Selected passage below:

For everyone from folk to professional herbalists, the stinging nettle is a favorite due to its nutritional value and its wide array of medicinal uses.  

Found: Most of North America; in waste areas and in moist soil. 

Identifying:  Leaves of this plant are mostly oval, finely toothed, with the bases slightly heart-shaped.  Greenish flowers that grow in branched clusters.  The plant contains stiff hairs that give the skin a stinging sensation.  Perennial 12 – 50 inches tall.  Flowers from June to September.

Parts Used: Whole Plant

Harvesting:  Harvest on clear days in the morning, after dew is dried.  Cut plant off just above the root and don’t use damaged or insect-eaten leaves.  Tie in bunches of 6 – 10 plants.  Fan out as best you can and hang the bunches.  You can dry them outdoors, but put the plants in partial shade and bring indoors before dew settles for evening.  For indoor drying, hang in sunny or warm well-ventilated room.  Store in sealed containers.

Medicinal Uses:  Europeans use leaf tea as a blood purifier.  Diuretic, astringent, anemia, arthritis, gout, glandular diseases, rheumatism, poor circulation, enlarged spleen, mucous discharge from the lungs, internal bleeding, diarrhea, dysentery.  Aids blood coagulation, formation of hemoglobin in red blood corpuscles.  Antibacterial.  Inhibits effects of adrenaline.  Germans use root to treat prostate cancer.  Has shown to aid in hay fever.  Cool tea used for urinary issues.  Alleviates swelling and inflammation of the prostate gland; often blended with saw palmetto.  Useful during pregnancy to build the blood, relieving fatigue.  The root is often used to increase sex drive in both men and women.  Root extract is helpful for lupus patients to stop damaging tissue changes.

What Makes it Work:  Nettle contains formic acid, its main medicinal quality.

Nutrients:  Rich in Iron; leaves often cooked and eaten as food.  Also rich in chlorophyll and minerals.  One of the most nutrient-rich foods known!  Great source of complete protein.

Allergic Reactions:  Live plants sting when touched – rubbing Rosemary, Mint or Sage leaves on the affected area takes the sting out.  Dried plant is safe and does not sting.  For people who have overindulged in large amounts of strong nettle tea, a burning sensation throughout the body has been reported.

Interesting Notes:  Nettle fibers are similar to Hemp and Flax, and were used in the past for weaving fabrics.

End of Selected passage.
Supplied data below:

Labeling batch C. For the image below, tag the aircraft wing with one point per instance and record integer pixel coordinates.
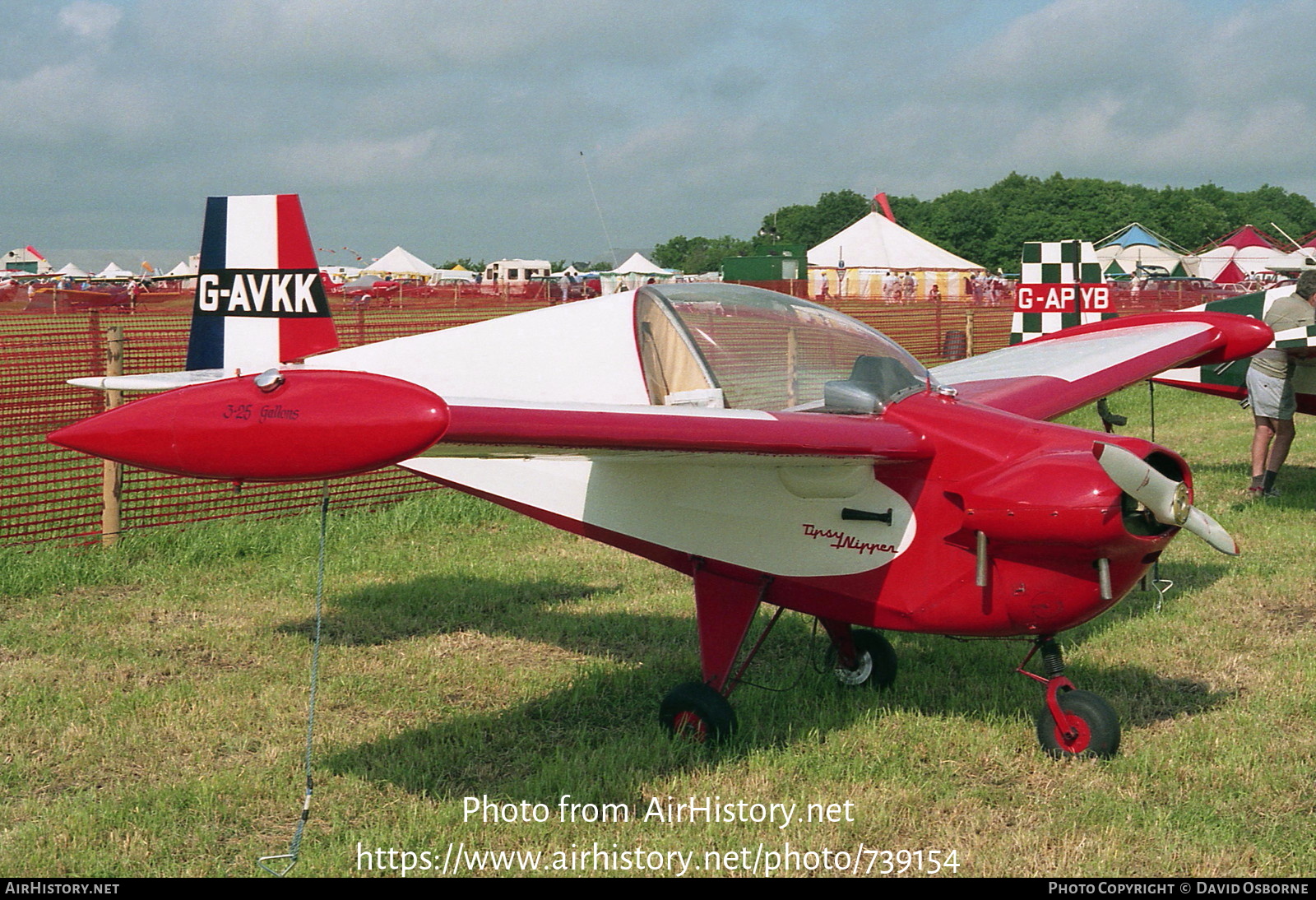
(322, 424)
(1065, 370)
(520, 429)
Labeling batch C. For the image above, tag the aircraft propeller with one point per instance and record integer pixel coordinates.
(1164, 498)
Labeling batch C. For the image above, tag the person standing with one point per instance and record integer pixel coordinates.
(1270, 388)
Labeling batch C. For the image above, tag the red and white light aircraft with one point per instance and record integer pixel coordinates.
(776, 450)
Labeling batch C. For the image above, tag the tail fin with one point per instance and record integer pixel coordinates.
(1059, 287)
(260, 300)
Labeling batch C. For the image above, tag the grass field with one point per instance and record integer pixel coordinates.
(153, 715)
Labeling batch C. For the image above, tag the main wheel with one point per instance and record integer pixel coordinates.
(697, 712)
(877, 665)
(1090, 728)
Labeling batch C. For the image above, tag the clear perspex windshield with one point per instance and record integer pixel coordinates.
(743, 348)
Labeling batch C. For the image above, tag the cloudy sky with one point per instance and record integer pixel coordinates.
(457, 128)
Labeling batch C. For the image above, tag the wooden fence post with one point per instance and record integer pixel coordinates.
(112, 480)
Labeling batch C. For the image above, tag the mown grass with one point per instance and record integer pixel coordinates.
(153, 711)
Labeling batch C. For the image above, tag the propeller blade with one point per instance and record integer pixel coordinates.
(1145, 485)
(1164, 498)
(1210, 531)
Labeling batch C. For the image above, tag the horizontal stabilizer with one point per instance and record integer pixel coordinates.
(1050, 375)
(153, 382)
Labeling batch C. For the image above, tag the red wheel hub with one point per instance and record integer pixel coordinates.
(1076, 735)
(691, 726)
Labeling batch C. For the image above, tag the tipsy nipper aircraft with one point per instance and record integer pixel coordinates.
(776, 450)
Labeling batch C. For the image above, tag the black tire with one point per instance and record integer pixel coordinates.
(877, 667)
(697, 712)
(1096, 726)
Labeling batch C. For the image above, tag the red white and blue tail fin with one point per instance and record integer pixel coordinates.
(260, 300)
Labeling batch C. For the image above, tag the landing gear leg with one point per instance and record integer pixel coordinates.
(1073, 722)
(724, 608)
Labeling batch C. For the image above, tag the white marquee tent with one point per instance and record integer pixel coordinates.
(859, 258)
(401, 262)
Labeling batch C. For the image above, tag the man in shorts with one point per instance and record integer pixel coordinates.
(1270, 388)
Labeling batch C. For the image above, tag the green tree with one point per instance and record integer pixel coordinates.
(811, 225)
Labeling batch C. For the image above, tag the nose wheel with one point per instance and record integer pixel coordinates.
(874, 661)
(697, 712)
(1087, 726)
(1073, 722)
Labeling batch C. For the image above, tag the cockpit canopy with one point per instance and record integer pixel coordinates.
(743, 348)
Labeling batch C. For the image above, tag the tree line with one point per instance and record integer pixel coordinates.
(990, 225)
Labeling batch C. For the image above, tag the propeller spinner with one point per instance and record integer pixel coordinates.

End of Supplied data.

### What is required
Retype everything in the stinging nettle text from "Allergic Reactions:  Live" down to "has been reported.", keeping the original wording and punctuation.

### Output for this task
Allergic Reactions:  Live plants sting when touched – rubbing Rosemary, Mint or Sage leaves on the affected area takes the sting out.  Dried plant is safe and does not sting.  For people who have overindulged in large amounts of strong nettle tea, a burning sensation throughout the body has been reported.